(DOCUMENT SECTION)
== Segment start ==

This conflict manifests itself in many ways. We are presented with female characters that are not only beautiful but supposedly incredibly smart. But time and again their skills as surgeons are minimized in favor of prolonged sex scenes and stripteases in scrubs. Pozner argues that TV writes off female intelligence and “when females aren’t [portrayed as] embarrassingly stupid, they are condemned for being smart” (97). It doesn’t matter that these women are obviously brilliant (they couldn’t have gotten into medical school much less become surgeons if they weren’t). What really matters more is their looks, their bodies, those sultry glances across the nurses’ station and the frequent disrobing in the on-call room. Here women are shown as objects, pretty to look at and not much else, and if they happen to be smart, they aren’t smart enough to intimidate anyone, especially McDreamy. We can't have that, can we?

== Segment end ==

(RECORDS)
== Segment start ==

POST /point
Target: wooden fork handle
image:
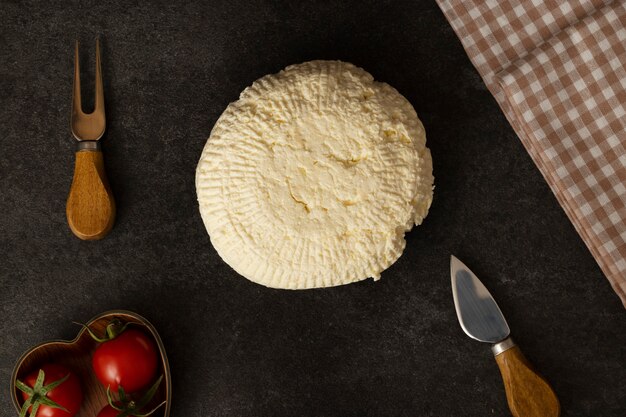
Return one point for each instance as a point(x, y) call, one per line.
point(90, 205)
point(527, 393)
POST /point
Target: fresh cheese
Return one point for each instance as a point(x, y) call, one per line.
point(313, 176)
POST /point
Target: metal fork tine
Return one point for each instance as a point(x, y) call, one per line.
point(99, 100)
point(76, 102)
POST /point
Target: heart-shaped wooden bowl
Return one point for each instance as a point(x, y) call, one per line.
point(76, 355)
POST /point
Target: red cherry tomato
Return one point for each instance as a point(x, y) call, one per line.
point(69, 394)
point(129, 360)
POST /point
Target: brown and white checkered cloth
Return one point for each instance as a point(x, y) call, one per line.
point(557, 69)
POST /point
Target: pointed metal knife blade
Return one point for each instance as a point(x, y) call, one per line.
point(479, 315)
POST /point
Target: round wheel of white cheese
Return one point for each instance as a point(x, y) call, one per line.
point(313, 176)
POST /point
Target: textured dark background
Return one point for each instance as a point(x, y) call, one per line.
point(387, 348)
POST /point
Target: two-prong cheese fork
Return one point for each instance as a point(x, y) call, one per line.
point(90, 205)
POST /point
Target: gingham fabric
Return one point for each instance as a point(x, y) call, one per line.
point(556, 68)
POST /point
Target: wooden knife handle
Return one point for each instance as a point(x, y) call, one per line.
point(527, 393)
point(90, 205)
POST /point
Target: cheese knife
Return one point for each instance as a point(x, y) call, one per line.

== Segment end ==

(PROBLEM 1)
Answer these questions about the passage on female surgeon characters:
(a) Whom does the passage quote as arguing that TV writes off female intelligence?
(b) What are the women's skills as surgeons minimized in favor of?
(c) Whom are the women said not to be smart enough to intimidate, "especially"?
(PROBLEM 2)
Write a continuation of the passage on female surgeon characters, beginning after its final sentence.
The data following the passage on female surgeon characters is separate material and is unrelated to it.

(ANSWER SPACE 1)
(a) Pozner
(b) Prolonged sex scenes and stripteases in scrubs
(c) McDreamy

(ANSWER SPACE 2)
There is also a conflict between the positions these women hold within the hospital and their means to get ahead. In med school they outshone their competition, but here they are lowly interns, the “bottom of the surgical food chain,” and they have to work their way back to the top if they want to participate in surgeries and gain praise and success in their field. Yet more often than not it’s their bodies that get them ahead, not their minds. Ouellette states that this attitude intrinsically connects female sexuality to “upward mobility… linked to the cultural codes of the working class prostitute” (123). In order to get something you want you have to give something to those in positions of power, and the people in those positions are overwhelmingly men. Meredith sleeps with McDreamy and gets preferential treatment. Christina has a tryst with Burke and gets in on his surgeries. Even if they are smart, the men are smarter, and women cannot get ahead on their own. They must let the men lead, hanging back and finding ways to please.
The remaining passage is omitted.